(Stored data entries)
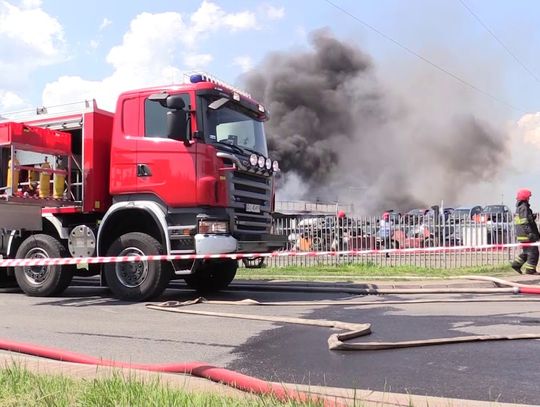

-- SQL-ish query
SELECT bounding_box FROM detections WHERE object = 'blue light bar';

[185,71,253,99]
[190,74,204,83]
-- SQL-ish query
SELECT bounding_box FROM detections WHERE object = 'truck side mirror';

[165,95,189,143]
[166,95,186,110]
[166,110,188,143]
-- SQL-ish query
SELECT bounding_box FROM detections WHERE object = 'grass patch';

[237,263,513,281]
[0,363,325,407]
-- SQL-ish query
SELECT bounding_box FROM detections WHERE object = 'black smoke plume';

[242,29,508,214]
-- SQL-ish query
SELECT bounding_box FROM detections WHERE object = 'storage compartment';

[0,122,71,155]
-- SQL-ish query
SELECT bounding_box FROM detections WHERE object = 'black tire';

[104,232,170,301]
[184,259,237,293]
[14,234,73,297]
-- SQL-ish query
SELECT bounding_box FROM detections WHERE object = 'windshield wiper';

[215,140,245,155]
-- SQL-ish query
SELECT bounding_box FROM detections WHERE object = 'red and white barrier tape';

[0,241,535,268]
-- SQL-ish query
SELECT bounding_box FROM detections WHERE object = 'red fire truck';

[0,73,282,301]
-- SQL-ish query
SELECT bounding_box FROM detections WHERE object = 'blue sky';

[1,0,540,207]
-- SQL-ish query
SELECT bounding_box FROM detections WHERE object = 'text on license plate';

[245,203,261,213]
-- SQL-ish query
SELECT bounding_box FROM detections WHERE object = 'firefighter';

[511,188,540,274]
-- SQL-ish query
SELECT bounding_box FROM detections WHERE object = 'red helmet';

[337,210,346,218]
[382,212,390,220]
[517,188,532,201]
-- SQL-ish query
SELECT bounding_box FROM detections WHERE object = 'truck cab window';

[144,94,189,138]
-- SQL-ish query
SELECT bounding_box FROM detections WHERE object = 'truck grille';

[230,171,272,234]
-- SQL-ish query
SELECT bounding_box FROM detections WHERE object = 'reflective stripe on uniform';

[524,263,537,270]
[517,236,530,242]
[515,216,528,225]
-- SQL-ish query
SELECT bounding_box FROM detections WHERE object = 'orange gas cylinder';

[39,157,51,198]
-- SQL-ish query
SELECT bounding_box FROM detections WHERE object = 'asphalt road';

[1,279,540,405]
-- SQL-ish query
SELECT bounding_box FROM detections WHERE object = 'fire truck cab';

[0,73,282,301]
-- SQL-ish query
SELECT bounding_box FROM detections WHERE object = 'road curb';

[285,382,534,407]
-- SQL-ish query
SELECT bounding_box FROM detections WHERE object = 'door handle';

[137,164,152,177]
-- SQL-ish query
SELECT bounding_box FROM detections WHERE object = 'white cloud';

[99,17,112,31]
[42,2,260,110]
[223,10,257,31]
[232,56,253,73]
[186,0,257,45]
[42,76,101,105]
[0,0,65,88]
[516,112,540,148]
[44,12,186,109]
[0,1,64,58]
[184,53,213,69]
[0,90,28,111]
[262,4,284,20]
[89,39,99,49]
[20,0,41,8]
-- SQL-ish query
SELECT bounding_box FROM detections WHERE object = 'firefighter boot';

[511,253,527,274]
[523,263,538,275]
[510,260,524,274]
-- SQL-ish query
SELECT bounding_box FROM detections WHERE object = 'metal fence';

[244,212,526,269]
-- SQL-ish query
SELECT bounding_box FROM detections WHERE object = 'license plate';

[245,203,261,213]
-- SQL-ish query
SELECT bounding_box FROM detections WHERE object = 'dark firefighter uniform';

[511,199,540,274]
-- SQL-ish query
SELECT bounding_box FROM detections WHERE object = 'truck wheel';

[184,259,237,293]
[14,234,73,297]
[104,232,170,301]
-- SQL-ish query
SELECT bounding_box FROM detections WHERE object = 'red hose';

[0,339,342,407]
[518,287,540,295]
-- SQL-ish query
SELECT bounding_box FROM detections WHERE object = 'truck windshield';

[203,97,268,157]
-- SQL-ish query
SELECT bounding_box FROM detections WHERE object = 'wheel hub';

[115,247,148,288]
[23,247,50,285]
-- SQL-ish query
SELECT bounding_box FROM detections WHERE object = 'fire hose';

[0,338,340,406]
[147,275,540,351]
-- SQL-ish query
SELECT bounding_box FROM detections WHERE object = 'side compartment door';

[136,93,198,206]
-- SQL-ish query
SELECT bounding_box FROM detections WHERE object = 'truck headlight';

[249,154,258,166]
[265,158,272,170]
[258,156,265,168]
[198,220,229,234]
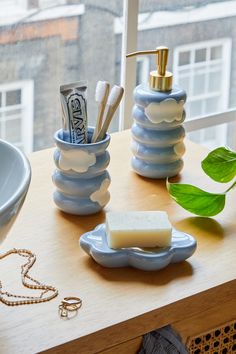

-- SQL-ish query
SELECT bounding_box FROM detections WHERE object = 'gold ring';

[61,303,80,312]
[62,297,82,307]
[59,297,82,318]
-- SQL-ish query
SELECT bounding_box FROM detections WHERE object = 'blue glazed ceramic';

[0,140,31,245]
[80,224,197,271]
[131,84,187,178]
[52,128,111,215]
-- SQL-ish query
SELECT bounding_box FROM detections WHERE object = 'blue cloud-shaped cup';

[52,128,111,215]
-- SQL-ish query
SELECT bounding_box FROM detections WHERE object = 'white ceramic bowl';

[0,140,31,244]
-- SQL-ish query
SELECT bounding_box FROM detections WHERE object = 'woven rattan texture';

[186,320,236,354]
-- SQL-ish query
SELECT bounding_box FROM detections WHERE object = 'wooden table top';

[0,130,236,354]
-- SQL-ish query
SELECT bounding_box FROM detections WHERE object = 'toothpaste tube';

[60,81,88,144]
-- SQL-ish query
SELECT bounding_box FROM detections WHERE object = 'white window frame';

[39,0,66,8]
[173,38,231,116]
[120,0,236,143]
[1,0,27,10]
[173,38,231,147]
[0,80,34,153]
[119,0,139,130]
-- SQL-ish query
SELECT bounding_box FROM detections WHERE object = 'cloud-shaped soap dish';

[79,224,197,271]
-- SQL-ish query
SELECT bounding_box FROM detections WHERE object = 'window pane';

[39,0,66,7]
[187,122,231,150]
[193,72,206,95]
[208,71,221,92]
[178,76,190,93]
[195,48,207,63]
[210,45,222,60]
[209,63,222,72]
[6,90,21,106]
[0,111,5,121]
[205,96,220,114]
[5,118,21,143]
[179,51,190,66]
[2,1,16,6]
[0,108,22,120]
[136,61,142,85]
[204,126,216,140]
[188,131,202,144]
[136,57,149,85]
[5,107,22,118]
[189,100,203,118]
[177,67,191,75]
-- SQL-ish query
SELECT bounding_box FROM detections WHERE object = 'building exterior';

[0,0,235,152]
[0,1,85,151]
[115,0,236,148]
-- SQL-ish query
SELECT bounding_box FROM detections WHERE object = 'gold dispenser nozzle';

[126,46,173,91]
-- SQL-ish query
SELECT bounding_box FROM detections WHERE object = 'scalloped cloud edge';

[79,224,197,271]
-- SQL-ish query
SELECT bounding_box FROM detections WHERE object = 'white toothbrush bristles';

[92,81,110,143]
[94,85,124,142]
[95,81,109,103]
[107,85,123,107]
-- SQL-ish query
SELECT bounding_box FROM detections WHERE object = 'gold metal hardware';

[126,46,173,91]
[59,297,82,318]
[0,248,58,306]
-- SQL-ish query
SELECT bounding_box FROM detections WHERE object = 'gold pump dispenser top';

[126,46,173,91]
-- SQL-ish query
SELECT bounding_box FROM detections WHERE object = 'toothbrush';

[94,85,124,142]
[91,81,110,143]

- **TASK TO COMPLETE**:
Would you return the records exactly, keeping out every picture?

- **TASK SOLUTION**:
-- SQL-ish query
SELECT bounding_box FROM detections WHERE object = 'blue light bar';

[185,71,253,99]
[190,74,204,83]
-- SQL-ish query
SELECT bounding_box FROM detections WHERE object = 'truck side mirror';

[165,95,189,143]
[166,95,186,110]
[166,110,188,143]
-- SQL-ish query
SELECT bounding_box FROM detections WHERE object = 'grass patch';

[237,263,513,281]
[0,363,325,407]
-- SQL-ish query
SELECT bounding_box FROM detections WHERE object = 'black smoke plume';

[242,29,508,214]
-- SQL-ish query
SELECT bounding_box FROM detections WHERE object = 'storage compartment';

[0,122,71,155]
-- SQL-ish query
SELECT bounding_box FROM detections WHERE object = 'black tire';

[104,232,170,301]
[184,259,237,293]
[14,234,73,297]
-- SQL-ish query
SELECT bounding_box FROM detections WHERE object = 'windshield wiper';

[215,140,245,155]
-- SQL-ish query
SELECT bounding_box FROM detections WHERE object = 'red and white barrier tape';

[0,241,535,268]
-- SQL-ish query
SELECT bounding_box FROM detections WHERE object = 'red fire truck';

[0,73,282,301]
-- SQL-ish query
SELECT bounding_box FROM detections WHERE object = 'blue sky';

[1,0,540,207]
-- SQL-ish query
SELECT bounding_box FROM detections WHERE object = 'text on license plate';

[245,203,261,213]
-- SQL-ish query
SELECT bounding_box FROM detections WHERE object = 'firefighter';

[511,188,540,274]
-- SQL-ish query
SELECT bounding_box FROM detections WHERE object = 'red helmet';

[337,210,346,218]
[382,212,390,220]
[517,188,532,201]
-- SQL-ish query
SELECT bounding_box FROM detections WHERE object = 'truck cab window';

[144,94,189,138]
-- SQL-ish query
SELECT bounding_box FROM detections WHERE object = 'truck grille';

[230,171,272,234]
-- SQL-ish query
SELECT bounding_box FROM detections WHERE object = 'reflective stripe on uniform';

[524,263,537,270]
[517,236,530,242]
[515,216,528,225]
-- SQL-ish query
SELECT bounding_box FROM detections WHERE object = 'orange gas cylinder';

[39,157,51,198]
-- SQL-ish query
SELECT bounding_box FROM detections WHERE object = 'asphalt road';

[1,279,540,405]
-- SQL-ish query
SELECT bounding_box FROM detections WHERE object = 'fire truck cab';

[0,73,282,301]
-- SQL-ish query
SELECT bounding_box FROM detections WHERE object = 'road curb';

[285,382,534,407]
-- SQL-ish query
SELECT bounding_box FROM detections WHERE object = 'door handle';

[137,164,152,177]
-- SQL-ish query
SELECT bounding_box FROM detections WHERE object = 'white cloud';

[99,17,112,31]
[42,2,260,110]
[223,10,257,31]
[232,56,253,73]
[186,0,257,45]
[42,76,101,105]
[0,0,65,88]
[516,112,540,148]
[44,12,186,109]
[0,1,64,58]
[184,53,213,69]
[0,90,28,111]
[262,4,284,20]
[89,39,99,49]
[20,0,41,8]
-- SQL-ish query
SELECT bounding_box FROM detections WHERE object = 'firefighter boot';

[511,253,527,274]
[523,263,538,275]
[510,260,524,274]
-- SQL-ish query
SELECT bounding_box FROM detections WHERE object = 'metal fence';

[244,212,526,269]
-- SQL-ish query
SELECT bounding_box FROM detections WHERE object = 'license plate';

[245,203,261,213]
-- SQL-ish query
SELECT bounding_box FROM detections WHERE object = 'dark firefighter uniform';

[511,199,540,274]
-- SQL-ish query
SELECT bounding_box FROM detections WHERE object = 'truck wheel';

[184,259,237,293]
[14,234,73,297]
[104,232,170,301]
-- SQL-ish query
SELECT bounding_box FROM detections WHERE object = 'red hose';

[0,339,342,407]
[518,287,540,295]
-- SQL-ish query
SELECT bounding_box FROM detections WHERE object = 'truck windshield';

[203,97,268,157]
-- SQL-ish query
SELECT bounding_box FROM detections WHERE object = 'wheel hub';

[115,247,148,288]
[23,247,50,285]
-- SQL-ish query
SELECT bounding_box FROM detections WHERE object = 'fire hose';

[0,338,340,406]
[147,275,540,351]
-- SQL-ish query
SELECT bounding_box FROM detections WHERE object = 'side compartment door';

[136,93,198,206]
-- SQL-ish query
SELECT bounding_box FROM detections WHERE object = 'truck headlight';

[249,154,258,166]
[265,158,272,170]
[258,156,265,168]
[198,220,229,234]

-- SQL-ish query
SELECT bounding_box FROM detections WHERE object = 'gold ring';

[61,303,80,312]
[62,297,82,307]
[59,297,82,318]
-- SQL-ish query
SELECT bounding_box FROM detections WHERE object = 'blue glazed ceramic';

[0,140,31,245]
[80,224,197,271]
[131,84,187,178]
[52,128,111,215]
-- SQL-ish query
SELECT bounding_box FROM detections WHERE object = 'blue cloud-shaped cup';

[52,128,111,215]
-- SQL-ish query
SELECT bounding_box FROM detections WHERE object = 'white ceramic bowl';

[0,140,31,244]
-- SQL-ish query
SELECT bounding_box FROM detections WHERE object = 'woven rattan texture';

[186,320,236,354]
-- SQL-ish query
SELECT bounding_box FROM detections WHERE object = 'wooden table top';

[0,130,236,354]
-- SQL-ish query
SELECT bounding_box FROM detections WHERE object = 'toothpaste tube';

[60,81,88,144]
-- SQL-ish query
SELECT bounding_box FROM detections WHERE object = 'white window frame';

[39,0,66,8]
[173,38,231,116]
[120,0,236,143]
[1,0,27,10]
[173,38,231,147]
[0,80,34,153]
[119,0,139,130]
-- SQL-ish query
SELECT bounding_box FROM detections WHERE object = 'cloud-shaped soap dish';

[79,224,197,271]
-- SQL-ish query
SELECT bounding_box FROM detections WHERE object = 'window pane';

[39,0,66,7]
[187,122,231,150]
[193,72,206,95]
[208,71,221,92]
[178,76,190,93]
[195,48,207,63]
[210,45,222,60]
[209,63,222,72]
[6,90,21,106]
[0,111,5,121]
[205,96,220,114]
[5,118,21,143]
[179,51,190,66]
[2,1,16,6]
[0,108,22,120]
[136,61,142,85]
[204,126,216,140]
[188,131,202,144]
[136,57,149,85]
[5,107,22,118]
[189,100,203,118]
[177,67,191,75]
-- SQL-ish query
SELECT bounding_box FROM detections WHERE object = 'building exterior';

[0,0,235,152]
[0,1,85,151]
[115,0,236,148]
-- SQL-ish query
SELECT bounding_box FROM detections WHERE object = 'gold dispenser nozzle';

[126,46,173,91]
-- SQL-ish query
SELECT bounding_box FROM detections WHERE object = 'scalloped cloud edge';

[79,224,197,271]
-- SQL-ish query
SELECT bounding_box FROM detections WHERE object = 'white toothbrush bristles';

[92,81,110,143]
[94,85,124,142]
[95,81,109,103]
[107,85,123,107]
-- SQL-ish query
SELECT bounding_box FROM detections WHERE object = 'gold metal hardware';

[126,46,173,91]
[59,297,82,318]
[0,248,58,306]
-- SQL-ish query
SELECT bounding_box FROM detections WHERE object = 'gold pump dispenser top';

[126,46,173,91]
-- SQL-ish query
SELECT bounding_box FROM detections WHERE object = 'toothbrush';

[94,85,124,142]
[91,81,110,143]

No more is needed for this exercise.